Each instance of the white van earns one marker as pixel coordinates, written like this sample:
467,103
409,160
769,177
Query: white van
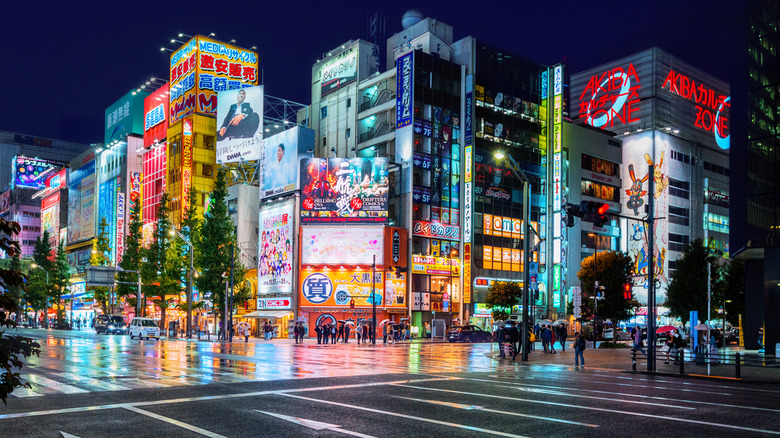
144,328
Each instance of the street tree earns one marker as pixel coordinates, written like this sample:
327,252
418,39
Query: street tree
14,349
101,256
687,289
132,258
501,296
612,269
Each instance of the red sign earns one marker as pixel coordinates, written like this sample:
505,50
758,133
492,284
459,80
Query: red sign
611,98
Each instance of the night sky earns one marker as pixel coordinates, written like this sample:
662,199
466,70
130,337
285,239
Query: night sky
63,65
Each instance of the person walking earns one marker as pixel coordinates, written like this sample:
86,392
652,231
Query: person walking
579,348
359,332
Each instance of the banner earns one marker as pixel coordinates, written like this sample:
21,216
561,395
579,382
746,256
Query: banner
344,190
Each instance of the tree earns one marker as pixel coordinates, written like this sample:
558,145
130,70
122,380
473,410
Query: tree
13,349
611,269
501,296
61,277
101,252
212,246
687,290
131,258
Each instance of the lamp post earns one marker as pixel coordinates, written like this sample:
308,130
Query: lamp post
176,232
526,243
45,297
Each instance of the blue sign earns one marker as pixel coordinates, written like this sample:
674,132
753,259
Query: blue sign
404,90
317,288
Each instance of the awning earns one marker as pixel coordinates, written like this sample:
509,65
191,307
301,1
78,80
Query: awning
266,314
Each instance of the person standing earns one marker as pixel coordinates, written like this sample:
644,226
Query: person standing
579,348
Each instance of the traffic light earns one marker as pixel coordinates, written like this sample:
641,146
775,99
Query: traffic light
627,291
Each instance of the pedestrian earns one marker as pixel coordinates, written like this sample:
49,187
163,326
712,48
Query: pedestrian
579,347
500,337
562,335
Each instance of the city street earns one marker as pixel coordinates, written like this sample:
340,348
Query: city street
94,386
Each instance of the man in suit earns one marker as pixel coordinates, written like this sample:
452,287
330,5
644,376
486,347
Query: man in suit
240,121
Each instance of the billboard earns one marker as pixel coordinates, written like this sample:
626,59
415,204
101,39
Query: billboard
81,203
281,159
125,116
156,116
342,245
240,134
200,69
344,190
31,173
275,248
339,73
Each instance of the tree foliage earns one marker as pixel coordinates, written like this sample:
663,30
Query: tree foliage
612,270
13,349
501,296
687,290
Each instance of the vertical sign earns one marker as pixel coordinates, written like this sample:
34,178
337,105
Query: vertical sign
405,98
120,226
186,164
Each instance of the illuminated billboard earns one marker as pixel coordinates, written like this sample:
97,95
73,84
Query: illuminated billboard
275,249
337,190
342,245
281,159
240,132
125,116
156,116
31,173
336,74
200,69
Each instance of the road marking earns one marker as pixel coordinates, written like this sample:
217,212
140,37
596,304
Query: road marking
637,414
566,394
316,425
481,408
181,424
53,384
409,417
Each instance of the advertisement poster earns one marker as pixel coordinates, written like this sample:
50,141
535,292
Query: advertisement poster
347,245
239,124
275,252
336,287
81,203
344,190
31,173
281,157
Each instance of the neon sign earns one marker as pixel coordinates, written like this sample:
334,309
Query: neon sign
611,97
709,108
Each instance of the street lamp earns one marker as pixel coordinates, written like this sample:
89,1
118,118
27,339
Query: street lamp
45,297
518,172
175,232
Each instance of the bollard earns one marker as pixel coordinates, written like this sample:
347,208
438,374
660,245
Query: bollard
681,355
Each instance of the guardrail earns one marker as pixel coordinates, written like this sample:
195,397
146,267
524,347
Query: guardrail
704,357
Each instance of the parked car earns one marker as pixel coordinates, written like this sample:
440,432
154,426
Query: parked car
469,333
144,328
110,324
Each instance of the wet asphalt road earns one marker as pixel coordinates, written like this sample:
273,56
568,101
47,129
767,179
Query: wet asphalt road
96,386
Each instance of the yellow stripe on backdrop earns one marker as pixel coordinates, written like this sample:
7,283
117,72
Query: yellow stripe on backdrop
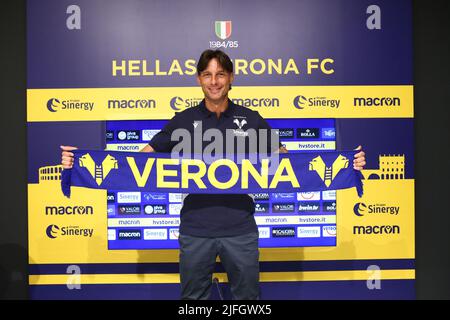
369,235
271,101
175,278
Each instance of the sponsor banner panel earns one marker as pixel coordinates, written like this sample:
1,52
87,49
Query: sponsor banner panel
380,225
270,101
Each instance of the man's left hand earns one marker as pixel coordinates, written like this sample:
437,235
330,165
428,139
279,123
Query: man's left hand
360,160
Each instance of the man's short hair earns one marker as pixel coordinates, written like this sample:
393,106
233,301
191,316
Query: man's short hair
221,57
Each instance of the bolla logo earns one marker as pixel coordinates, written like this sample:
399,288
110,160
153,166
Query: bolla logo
74,278
374,20
73,22
374,279
98,172
327,174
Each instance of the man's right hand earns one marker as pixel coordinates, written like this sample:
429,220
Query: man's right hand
67,156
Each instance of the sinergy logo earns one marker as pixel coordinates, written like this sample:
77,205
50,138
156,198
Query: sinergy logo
69,210
360,209
385,229
54,105
300,102
53,231
377,102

━━━━━━━━━━━━━━━━━━━━

### Problem requirements
Return exactly the lines from the line holding "Query: man's left hand" to the last line of the data, with both of those lines included and nothing added.

### Solution for this problem
Query: man's left hand
360,160
Each instance of the man's short hair earns one marker as pixel coordinates, written like this sample:
393,106
233,301
191,316
Query: man's short hair
221,57
Each instance of the bolla logo earns one marker as pixel coordinates, written like this sample:
399,288
110,160
153,166
Query: bolla logo
74,278
374,20
73,22
374,279
98,172
327,174
Each instance of the man's right hand earns one marker as pixel coordinates, written like this sample:
429,220
Query: man's right hand
67,156
Each instance of the sinergy logo earns one marker as pixel coordinates, written like this sample:
77,205
50,138
156,198
Query: sinergy logo
69,210
360,209
385,229
54,105
300,102
53,231
377,102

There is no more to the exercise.